> [Written exercise]: Reproduce the data exactly.

--- start of Exercise data ---

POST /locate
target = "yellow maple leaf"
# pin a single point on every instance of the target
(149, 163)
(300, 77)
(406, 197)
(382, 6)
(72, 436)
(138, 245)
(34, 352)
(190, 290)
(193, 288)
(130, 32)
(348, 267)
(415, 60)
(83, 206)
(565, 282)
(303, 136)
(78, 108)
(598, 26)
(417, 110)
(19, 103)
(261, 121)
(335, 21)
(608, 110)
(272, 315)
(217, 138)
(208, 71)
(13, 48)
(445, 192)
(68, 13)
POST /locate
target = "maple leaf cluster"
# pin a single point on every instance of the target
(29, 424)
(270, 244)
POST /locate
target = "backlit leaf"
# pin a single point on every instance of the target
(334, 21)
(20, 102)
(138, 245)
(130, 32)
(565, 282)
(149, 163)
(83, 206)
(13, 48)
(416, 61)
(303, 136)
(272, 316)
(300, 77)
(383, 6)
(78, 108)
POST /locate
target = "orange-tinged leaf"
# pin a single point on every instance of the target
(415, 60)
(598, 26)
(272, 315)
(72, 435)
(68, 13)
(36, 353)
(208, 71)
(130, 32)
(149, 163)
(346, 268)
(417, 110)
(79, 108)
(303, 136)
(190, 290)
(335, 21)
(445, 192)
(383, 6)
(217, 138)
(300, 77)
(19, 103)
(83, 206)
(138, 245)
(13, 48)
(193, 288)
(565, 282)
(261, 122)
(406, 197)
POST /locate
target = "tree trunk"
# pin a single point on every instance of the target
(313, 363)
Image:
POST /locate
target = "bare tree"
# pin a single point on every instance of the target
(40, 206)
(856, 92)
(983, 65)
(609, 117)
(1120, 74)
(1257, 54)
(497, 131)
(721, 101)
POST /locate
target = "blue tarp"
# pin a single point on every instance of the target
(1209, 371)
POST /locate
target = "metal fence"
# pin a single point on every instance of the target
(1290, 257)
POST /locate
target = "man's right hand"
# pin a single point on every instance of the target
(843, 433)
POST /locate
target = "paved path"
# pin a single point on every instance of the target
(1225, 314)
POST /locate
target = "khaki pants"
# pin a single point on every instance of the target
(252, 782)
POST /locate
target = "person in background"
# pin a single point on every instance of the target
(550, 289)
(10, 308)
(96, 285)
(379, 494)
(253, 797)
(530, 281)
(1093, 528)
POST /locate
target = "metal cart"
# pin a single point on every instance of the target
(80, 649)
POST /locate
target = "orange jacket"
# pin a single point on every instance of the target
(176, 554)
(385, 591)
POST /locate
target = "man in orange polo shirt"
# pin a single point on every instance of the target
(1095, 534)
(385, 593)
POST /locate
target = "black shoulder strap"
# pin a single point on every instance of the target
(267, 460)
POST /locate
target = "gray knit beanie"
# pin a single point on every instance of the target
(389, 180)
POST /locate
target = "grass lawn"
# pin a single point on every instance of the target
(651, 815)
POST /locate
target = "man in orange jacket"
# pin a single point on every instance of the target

--- end of Exercise data ---

> [Full response]:
POST /locate
target = "yellow maple leaf"
# pin a single point on every instance of the target
(149, 163)
(300, 77)
(406, 197)
(382, 6)
(72, 436)
(138, 245)
(34, 352)
(190, 290)
(193, 288)
(130, 32)
(348, 267)
(415, 60)
(83, 206)
(565, 282)
(303, 136)
(78, 108)
(598, 26)
(417, 110)
(19, 103)
(261, 121)
(335, 21)
(608, 110)
(272, 315)
(217, 138)
(208, 71)
(13, 48)
(445, 192)
(68, 13)
POST /locate
target = "maple leaf cluster"
# pin a single point on every instance of the target
(29, 424)
(270, 244)
POST /locate
target = "backlit leaf"
# pin a single point on every instance of the target
(334, 21)
(20, 102)
(138, 245)
(130, 32)
(565, 282)
(149, 163)
(83, 206)
(13, 48)
(416, 61)
(303, 136)
(272, 316)
(300, 77)
(383, 6)
(78, 108)
POST /locate
target = "orange-tinged leaf"
# pin a single point on every instance of the target
(415, 60)
(598, 26)
(272, 315)
(72, 435)
(68, 13)
(36, 353)
(208, 71)
(130, 32)
(149, 163)
(346, 268)
(417, 110)
(79, 108)
(303, 136)
(190, 290)
(335, 21)
(445, 192)
(383, 6)
(217, 138)
(300, 77)
(19, 103)
(83, 206)
(138, 245)
(13, 48)
(193, 288)
(565, 282)
(261, 122)
(406, 197)
POST /locate
target = "tree trunk"
# pin a single point on every instance of the target
(313, 363)
Image:
POST /locate
target = "bare tree"
# pin a single point on every instance of the target
(40, 206)
(856, 92)
(983, 65)
(609, 117)
(1120, 74)
(1257, 54)
(497, 131)
(721, 101)
POST /locate
target = "blue tarp"
# pin a single point on every instance of the target
(1209, 371)
POST /locate
target = "metal fence"
# pin a single point on every instance of the target
(1290, 257)
POST /locate
target = "man's right hand"
# pin a single point on every instance of the target
(843, 433)
POST /locate
target = "paved path"
# pin a single point on every instance of the target
(1225, 314)
POST /locate
target = "khaki pants"
# pin a single point on every instance of the target
(252, 782)
POST /locate
target = "person in background"
# pin a single point on every instance of the target
(550, 289)
(10, 308)
(96, 285)
(379, 494)
(253, 797)
(530, 281)
(1093, 528)
POST /locate
target = "metal cart"
# pin a single point on every instance of the target
(80, 649)
POST /locate
target = "orange jacket"
# pin a single point on every instance of the target
(176, 554)
(385, 591)
POST /locate
target = "man in orange polo shirt"
# pin a single point on every instance of the target
(1095, 534)
(385, 593)
POST /locate
target = "black shoulder strap"
# pin a single point on every instance of the target
(267, 460)
POST /locate
target = "gray knit beanie"
# pin a single point on every instance of the target
(389, 180)
POST /locate
target = "grass lawn"
# pin a single point on every instance of the target
(651, 815)
POST /locate
target = "man in orange jacket"
# pin a single point on every instance of the target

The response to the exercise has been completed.